AUFGABE A:
Beantworte anhand des Lesetexts:
(i) Welches Niveau genügt für die eigenschöpferische Leistung im Sinne des KSVG?
(ii) Durch welches Gesetz und an welchem Datum kam die Ergänzung hinzu, dass auch als Publizist gilt, wer Publizistik lehrt?
(iii) Welches Berufsbild ist das Leitbild publizistischer Tätigkeit?
AUFGABE B:
Gib den Lesetext von „Dieser ist vielmehr“ bis einschließlich „Nr 13 mwN).“ wortgetreu wieder.
AUFGABE C:
Erkläre in ein bis drei Sätzen, warum der Begriff des Publizisten laut Lesetext weit auszulegen ist.

LESETEXT:
- - - -

Dieser ist vielmehr aus dem Regelungszweck des KSVG, der historischen Entwicklung und der allgemeinen Verkehrsauffassung zu erschließen. Immer ist dem Kunstbegriff iS des KSVG aber eine
eigenschöpferische Leistung immanent, für die angesichts des Zwecks der Künstlersozialversicherung (KSV), nämlich Schutz gerade auch des weniger erfolgreichen Künstlers, ein relativ geringes
Niveau ausreicht (vgl BSG SozR 3—5425 § 2 Nr 13 mwN).
[24] Als Publizist iS des
KSV-Rechts bezeichnet §
2 Satz 2 KSVG wiederum denjenigen, der als Schriftsteller,
Journalist oder in anderer Weise publizistisch tätig ist oder – so die Ergänzung durch das 2. KSVG-ÄndG vom 13. 6. 2001 (
BGBl I 1027) – Publizistik lehrt. Leitbild publizistischer Tätigkeit ist
somit das Berufsbild des Schriftstellers oder Journalisten. Der Gesetzgeber hat den Begriff des Publizisten iS des KSVG hierauf allerdings nicht beschränkt, wie sich aus der in §
2 Satz
2 KSVG enthaltenen Öffnungsklausel "oder in anderer Weise publizistisch tätig ist" ergibt. Der Begriff des Publizisten ist daher weit auszulegen (vgl BSG SozR 3—5425 § 2 Nr 12). Er beschränkt
sich nicht auf die "eigenschöpferische Wortgestaltung" oder die inhaltliche Gestaltung und Aufmachung von Büchern und sog Massenkommunikationsmitteln (zB Zeitschriften, Zeitungen, Broschüren),
sondern erfasst jeden im Kommunikationsprozess an einer öffentlichen Aussage schöpferisch Mitwirkenden (BSG SozR 3—5425 § 2 Nr 12).

- - - -

Lokalisierungsdaten mit einem Punkt pro Instanz:
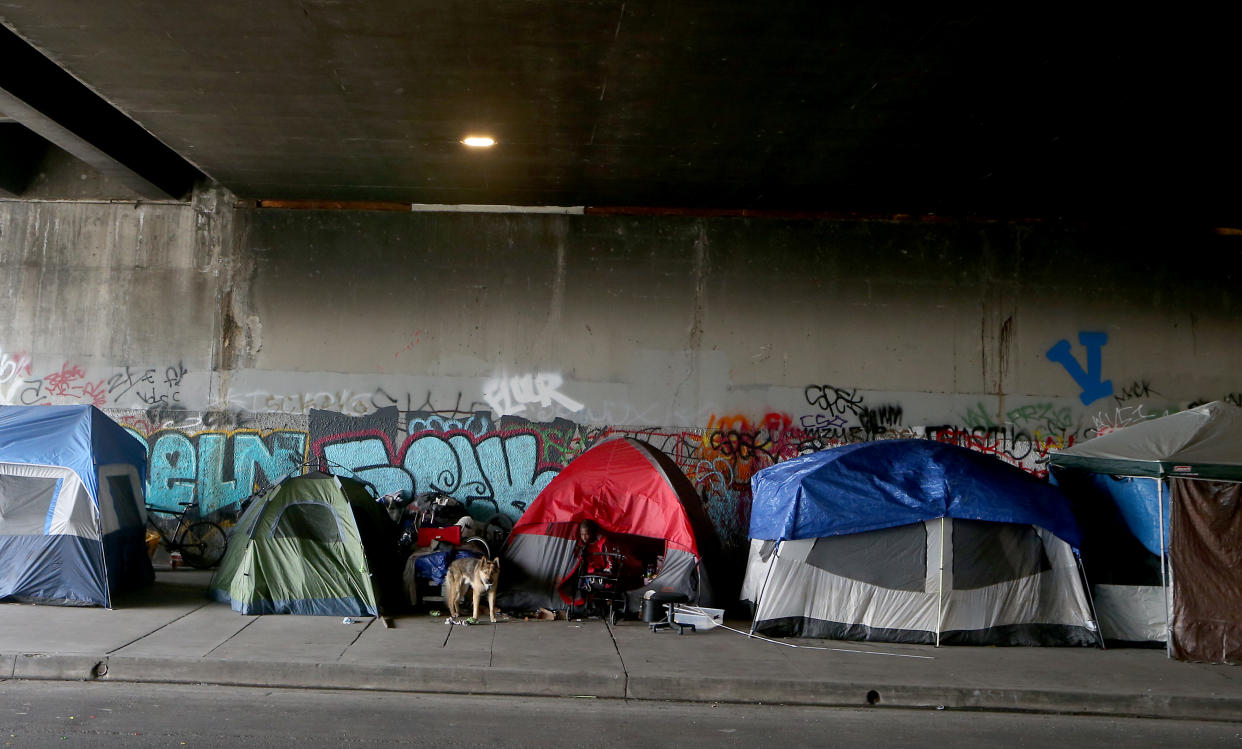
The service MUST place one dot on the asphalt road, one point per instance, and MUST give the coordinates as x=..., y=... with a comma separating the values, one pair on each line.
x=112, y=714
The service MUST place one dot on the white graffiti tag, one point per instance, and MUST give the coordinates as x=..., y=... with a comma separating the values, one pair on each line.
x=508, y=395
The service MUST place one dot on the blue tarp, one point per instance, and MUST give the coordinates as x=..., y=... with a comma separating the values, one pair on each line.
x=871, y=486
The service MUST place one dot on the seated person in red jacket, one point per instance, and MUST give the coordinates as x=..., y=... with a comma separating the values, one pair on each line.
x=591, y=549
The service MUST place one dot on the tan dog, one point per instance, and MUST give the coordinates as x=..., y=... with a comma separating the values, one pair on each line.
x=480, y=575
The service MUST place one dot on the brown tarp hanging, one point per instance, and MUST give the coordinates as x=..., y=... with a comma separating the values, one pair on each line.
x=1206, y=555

- - - -

ANTWORT A:
(i) Ein relativ geringes Niveau.
(ii) Durch das 2. KSVG-ÄndG vom 13. 6. 2001.
(iii) Das Berufsbild des Schriftstellers oder Journalisten.

ANTWORT B:
Dieser ist vielmehr aus dem Regelungszweck des KSVG, der historischen Entwicklung und der allgemeinen Verkehrsauffassung zu erschließen. Immer ist dem Kunstbegriff iS des KSVG aber eine
eigenschöpferische Leistung immanent, für die angesichts des Zwecks der Künstlersozialversicherung (KSV), nämlich Schutz gerade auch des weniger erfolgreichen Künstlers, ein relativ geringes
Niveau ausreicht (vgl BSG SozR 3—5425 § 2 Nr 13 mwN).

ANTWORT C:
Der Gesetzgeber hat den Begriff nicht auf das Berufsbild des Schriftstellers oder Journalisten beschränkt. Das ergibt sich aus der Öffnungsklausel „oder in anderer Weise publizistisch tätig ist“ in § 2 Satz 2 KSVG.